Data items
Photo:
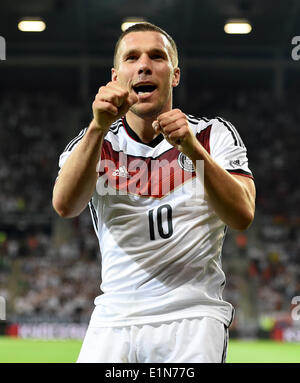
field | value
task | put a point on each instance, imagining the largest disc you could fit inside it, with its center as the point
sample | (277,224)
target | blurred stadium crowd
(50,267)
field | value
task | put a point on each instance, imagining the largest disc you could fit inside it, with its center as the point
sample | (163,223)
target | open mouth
(144,88)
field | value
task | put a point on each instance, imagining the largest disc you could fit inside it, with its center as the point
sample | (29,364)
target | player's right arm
(77,179)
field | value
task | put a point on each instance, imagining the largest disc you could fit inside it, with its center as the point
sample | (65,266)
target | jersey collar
(131,133)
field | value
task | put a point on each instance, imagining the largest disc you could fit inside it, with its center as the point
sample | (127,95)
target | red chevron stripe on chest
(147,176)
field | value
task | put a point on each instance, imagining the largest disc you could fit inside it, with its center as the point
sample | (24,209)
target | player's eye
(157,56)
(131,58)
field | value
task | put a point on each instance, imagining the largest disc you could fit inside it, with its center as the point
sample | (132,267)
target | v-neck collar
(131,133)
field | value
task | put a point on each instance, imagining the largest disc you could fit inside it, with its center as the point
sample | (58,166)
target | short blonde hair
(146,27)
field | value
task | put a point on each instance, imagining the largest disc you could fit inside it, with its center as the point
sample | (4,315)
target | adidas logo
(121,172)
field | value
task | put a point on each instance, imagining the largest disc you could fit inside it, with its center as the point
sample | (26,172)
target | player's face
(145,68)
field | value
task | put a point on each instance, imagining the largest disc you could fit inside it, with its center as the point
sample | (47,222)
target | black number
(160,222)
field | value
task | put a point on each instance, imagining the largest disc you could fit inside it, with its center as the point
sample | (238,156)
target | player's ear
(114,74)
(176,77)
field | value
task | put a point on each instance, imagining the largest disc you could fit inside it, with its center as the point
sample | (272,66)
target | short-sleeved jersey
(160,240)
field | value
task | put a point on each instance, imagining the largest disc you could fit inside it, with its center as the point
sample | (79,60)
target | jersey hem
(161,319)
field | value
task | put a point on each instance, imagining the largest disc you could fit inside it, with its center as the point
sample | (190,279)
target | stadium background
(49,267)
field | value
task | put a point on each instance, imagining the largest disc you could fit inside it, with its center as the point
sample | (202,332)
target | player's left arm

> _ABOUT THIS EXERCISE_
Restate the records above in full, word for word. Keep pictures out.

> _ANSWER FOR THIS EXERCISE_
Photo:
field | value
task | put a point on each instance, imagining the largest disc you could fit inside it, with its center as the point
sample | (277,224)
target | blurred stadium crowd
(50,267)
field | value
task | put a point on each instance, imagining the largest disc you could fit inside it, with its center as the point
sample | (163,223)
target | open mouth
(144,88)
field | value
task | put a point on each instance, imagining the largest disc you could fit inside it, with its center as the point
sample | (29,364)
target | player's right arm
(77,179)
field | value
task | put a point on each instance, imagining the largest disc you could fit inside it, with its center as the point
sample | (65,266)
target | jersey collar
(131,133)
field | value
task | put a point on each instance, imagining the largest disc you could fit inside it, with its center as the point
sample | (127,95)
target | red chevron stripe on chest
(147,176)
field | value
task | put a point on each instance, imagining the largest disc you could fit inside it, with its center as the point
sample | (24,209)
target | player's eye
(157,56)
(131,58)
field | value
task | put a point on each instance, imagining the largest disc you could fit inside it, with its center as the point
sample | (132,267)
target | v-neck collar
(131,133)
field | value
task | put a point on each instance, imagining the largest disc you could fit inside it, with its center as the point
sample | (58,166)
target | short blonde hair
(146,27)
field | value
task | put a point on each instance, imagining the largest disc you could fit inside it, with its center as the point
sample | (4,315)
target | adidas logo
(121,172)
field | value
task | put a point on each instance, imagining the largest disc you could fit inside it, with its center as the point
sample | (26,172)
target | player's face
(145,68)
field | value
task | put a point on each instance, imagining the largest disc you could fit inside it, with its center as the point
sample | (47,222)
target | black number
(160,222)
field | value
task | put a point on each instance, imagining the largest disc you could fit inside it, with its center as the point
sample | (238,156)
target | player's ear
(114,74)
(176,77)
field | value
task | put a point on each instance, imagining the largest disc you could fit inside it, with its center as the point
sample | (272,66)
target | short-sleeved jersey
(160,240)
field | value
task | put a point on each instance, imagining the largest disc you could fit inside it, with its center as the point
sample | (79,60)
target | jersey hem
(161,319)
field | value
task | put a point on each instance, imagining the largest disc you could fit inside it, with its center as the point
sample | (190,279)
target | stadium background
(49,267)
field | value
task | put a point on each instance, imagining the largest disc you could fit inside it, with its center as the point
sample | (202,332)
target | player's left arm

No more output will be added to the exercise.